* [WHAT YOU SHOULD DO]
Exactly repeat the line that contains "Expected: for every instance of the mountain ridge", then every line after it up to and including the final line.

━━━ INPUT DATA

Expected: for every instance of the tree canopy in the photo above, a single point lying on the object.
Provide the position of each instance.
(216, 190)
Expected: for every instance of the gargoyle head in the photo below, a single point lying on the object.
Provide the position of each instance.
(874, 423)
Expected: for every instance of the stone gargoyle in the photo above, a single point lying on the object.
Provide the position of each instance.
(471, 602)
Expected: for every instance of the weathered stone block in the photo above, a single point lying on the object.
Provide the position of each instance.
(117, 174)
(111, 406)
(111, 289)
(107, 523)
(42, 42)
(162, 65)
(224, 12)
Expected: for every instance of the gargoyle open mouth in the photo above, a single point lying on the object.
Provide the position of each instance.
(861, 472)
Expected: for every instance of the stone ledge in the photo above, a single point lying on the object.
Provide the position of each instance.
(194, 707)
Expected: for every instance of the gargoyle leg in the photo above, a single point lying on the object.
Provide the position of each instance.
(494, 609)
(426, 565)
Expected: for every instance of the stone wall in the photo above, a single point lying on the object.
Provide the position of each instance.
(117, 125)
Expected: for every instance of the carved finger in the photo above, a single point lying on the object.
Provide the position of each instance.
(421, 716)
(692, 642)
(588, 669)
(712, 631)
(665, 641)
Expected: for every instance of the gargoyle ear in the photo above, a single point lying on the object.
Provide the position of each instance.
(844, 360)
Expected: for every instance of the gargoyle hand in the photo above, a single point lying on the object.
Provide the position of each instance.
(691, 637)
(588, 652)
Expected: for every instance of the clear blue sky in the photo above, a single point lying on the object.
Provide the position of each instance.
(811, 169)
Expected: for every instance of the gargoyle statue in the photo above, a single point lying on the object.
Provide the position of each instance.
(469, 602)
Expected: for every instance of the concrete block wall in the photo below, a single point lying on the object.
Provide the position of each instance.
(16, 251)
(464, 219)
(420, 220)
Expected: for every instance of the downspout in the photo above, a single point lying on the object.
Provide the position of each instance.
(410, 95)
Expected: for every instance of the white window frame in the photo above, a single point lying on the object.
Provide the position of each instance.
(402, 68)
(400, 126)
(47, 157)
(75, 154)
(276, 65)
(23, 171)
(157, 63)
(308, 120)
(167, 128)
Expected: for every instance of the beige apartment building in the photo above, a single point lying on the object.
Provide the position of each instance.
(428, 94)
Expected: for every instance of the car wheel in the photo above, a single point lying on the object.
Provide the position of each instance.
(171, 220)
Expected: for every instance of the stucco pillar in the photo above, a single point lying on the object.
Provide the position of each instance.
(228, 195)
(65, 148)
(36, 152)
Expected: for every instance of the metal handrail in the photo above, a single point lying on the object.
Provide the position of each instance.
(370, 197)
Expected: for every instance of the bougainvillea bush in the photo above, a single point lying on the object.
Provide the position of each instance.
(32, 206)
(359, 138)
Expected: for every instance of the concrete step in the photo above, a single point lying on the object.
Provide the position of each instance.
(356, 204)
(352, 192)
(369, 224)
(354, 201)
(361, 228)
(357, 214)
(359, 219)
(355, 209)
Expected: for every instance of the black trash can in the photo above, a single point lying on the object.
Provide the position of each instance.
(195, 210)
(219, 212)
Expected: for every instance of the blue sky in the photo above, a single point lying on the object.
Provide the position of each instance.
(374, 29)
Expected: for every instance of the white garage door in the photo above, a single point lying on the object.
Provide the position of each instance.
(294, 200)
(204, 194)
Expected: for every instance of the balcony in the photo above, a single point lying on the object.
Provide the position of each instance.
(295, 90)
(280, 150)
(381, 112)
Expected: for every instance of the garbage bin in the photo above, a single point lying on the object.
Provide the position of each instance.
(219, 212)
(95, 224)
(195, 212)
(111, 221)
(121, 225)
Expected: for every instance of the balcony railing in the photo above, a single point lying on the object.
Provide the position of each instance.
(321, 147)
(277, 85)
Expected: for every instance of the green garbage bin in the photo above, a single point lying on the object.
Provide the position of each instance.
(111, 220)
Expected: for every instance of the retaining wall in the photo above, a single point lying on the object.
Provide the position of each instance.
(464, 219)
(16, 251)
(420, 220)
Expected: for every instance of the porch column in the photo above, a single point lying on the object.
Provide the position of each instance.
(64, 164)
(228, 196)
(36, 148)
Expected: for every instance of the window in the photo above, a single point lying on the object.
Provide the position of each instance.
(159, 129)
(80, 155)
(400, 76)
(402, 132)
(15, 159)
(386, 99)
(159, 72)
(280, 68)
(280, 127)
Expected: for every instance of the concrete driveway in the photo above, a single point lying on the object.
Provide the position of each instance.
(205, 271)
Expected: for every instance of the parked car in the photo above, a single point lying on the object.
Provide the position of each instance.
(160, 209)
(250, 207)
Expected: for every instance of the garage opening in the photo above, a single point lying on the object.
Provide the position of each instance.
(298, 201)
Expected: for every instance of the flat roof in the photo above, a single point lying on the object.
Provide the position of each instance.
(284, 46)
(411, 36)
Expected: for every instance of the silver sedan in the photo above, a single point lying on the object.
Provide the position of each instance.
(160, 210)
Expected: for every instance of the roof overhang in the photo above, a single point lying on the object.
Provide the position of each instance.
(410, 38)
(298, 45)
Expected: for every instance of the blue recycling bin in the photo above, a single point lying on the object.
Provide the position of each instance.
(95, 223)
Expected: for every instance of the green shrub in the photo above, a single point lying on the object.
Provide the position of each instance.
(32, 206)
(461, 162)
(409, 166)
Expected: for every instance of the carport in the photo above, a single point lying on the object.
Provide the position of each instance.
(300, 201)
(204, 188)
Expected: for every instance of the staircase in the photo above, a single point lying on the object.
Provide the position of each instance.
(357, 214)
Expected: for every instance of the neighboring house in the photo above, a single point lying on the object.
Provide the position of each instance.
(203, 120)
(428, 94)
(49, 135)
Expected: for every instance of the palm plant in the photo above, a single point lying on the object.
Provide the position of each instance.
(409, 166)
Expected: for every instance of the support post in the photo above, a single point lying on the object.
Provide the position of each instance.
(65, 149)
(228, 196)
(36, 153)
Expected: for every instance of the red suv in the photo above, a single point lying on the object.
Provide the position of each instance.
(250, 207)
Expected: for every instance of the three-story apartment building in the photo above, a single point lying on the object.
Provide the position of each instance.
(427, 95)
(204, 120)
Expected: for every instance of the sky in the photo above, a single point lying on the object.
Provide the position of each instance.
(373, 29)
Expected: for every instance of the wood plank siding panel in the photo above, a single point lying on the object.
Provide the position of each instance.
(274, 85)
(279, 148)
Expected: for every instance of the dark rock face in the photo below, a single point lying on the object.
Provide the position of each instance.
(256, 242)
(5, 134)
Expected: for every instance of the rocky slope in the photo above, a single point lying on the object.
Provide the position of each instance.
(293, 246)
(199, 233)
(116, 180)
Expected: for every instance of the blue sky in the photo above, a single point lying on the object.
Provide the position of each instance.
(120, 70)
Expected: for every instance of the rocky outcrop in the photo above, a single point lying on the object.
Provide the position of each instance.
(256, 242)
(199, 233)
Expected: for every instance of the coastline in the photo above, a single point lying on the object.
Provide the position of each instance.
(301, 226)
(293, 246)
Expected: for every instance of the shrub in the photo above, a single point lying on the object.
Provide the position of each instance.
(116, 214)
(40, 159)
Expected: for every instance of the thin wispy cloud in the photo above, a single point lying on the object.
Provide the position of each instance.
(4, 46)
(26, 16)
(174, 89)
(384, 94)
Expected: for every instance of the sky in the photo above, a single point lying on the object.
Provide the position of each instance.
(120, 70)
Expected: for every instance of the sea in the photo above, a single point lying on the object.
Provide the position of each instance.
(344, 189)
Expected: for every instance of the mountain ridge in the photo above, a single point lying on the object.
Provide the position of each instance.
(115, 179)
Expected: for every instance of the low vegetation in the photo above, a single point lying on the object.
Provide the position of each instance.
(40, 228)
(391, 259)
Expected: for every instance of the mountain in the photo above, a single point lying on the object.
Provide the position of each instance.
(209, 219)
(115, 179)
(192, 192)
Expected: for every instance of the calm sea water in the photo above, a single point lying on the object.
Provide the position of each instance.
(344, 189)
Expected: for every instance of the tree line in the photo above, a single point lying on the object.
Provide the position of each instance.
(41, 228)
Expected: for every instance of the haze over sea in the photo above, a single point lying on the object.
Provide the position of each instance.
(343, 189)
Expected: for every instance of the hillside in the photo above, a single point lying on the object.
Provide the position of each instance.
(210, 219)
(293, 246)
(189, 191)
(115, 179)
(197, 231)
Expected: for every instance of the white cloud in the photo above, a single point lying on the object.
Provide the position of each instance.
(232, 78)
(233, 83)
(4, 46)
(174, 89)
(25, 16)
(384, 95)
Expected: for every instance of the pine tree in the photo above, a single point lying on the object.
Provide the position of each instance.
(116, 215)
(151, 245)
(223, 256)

━━━━━━

* [EXERCISE RESPONSE]
Expected: for every instance of the mountain ridge in the photo above, a single point lying on the object.
Provide the position of each instance.
(115, 179)
Expected: for every instance of the low vegetation in the photo above, a single point lying on the object.
Provide the position of each instance.
(40, 228)
(391, 259)
Expected: for every instance of the mountain in the photo above, a single point lying on the object.
Provide the position of each instance.
(209, 219)
(115, 179)
(192, 192)
Expected: for every instance of the calm sea water in the photo above, a single point lying on the object.
Provide the position of each instance.
(344, 189)
Expected: for every instance of the tree line in the photo above, a single point lying on the object.
Provide the position of each instance.
(41, 228)
Expected: for every instance of the haze over sea in the photo above, a single point lying on the object.
Provide the position of each instance.
(343, 189)
Expected: for every instance of the hillside in the photo above, a single point lying on the object.
Provide the position of each instance.
(210, 219)
(293, 246)
(189, 191)
(115, 179)
(197, 231)
Expected: for every instance of the white cloud in the photo above, a single point lying on the object.
Provide the position of each instance.
(232, 78)
(233, 83)
(4, 46)
(174, 89)
(25, 16)
(384, 95)
Expected: for every instance of the pine tree in the photo above, a single point lying on the object.
Provide the position of each instance.
(116, 215)
(151, 245)
(223, 256)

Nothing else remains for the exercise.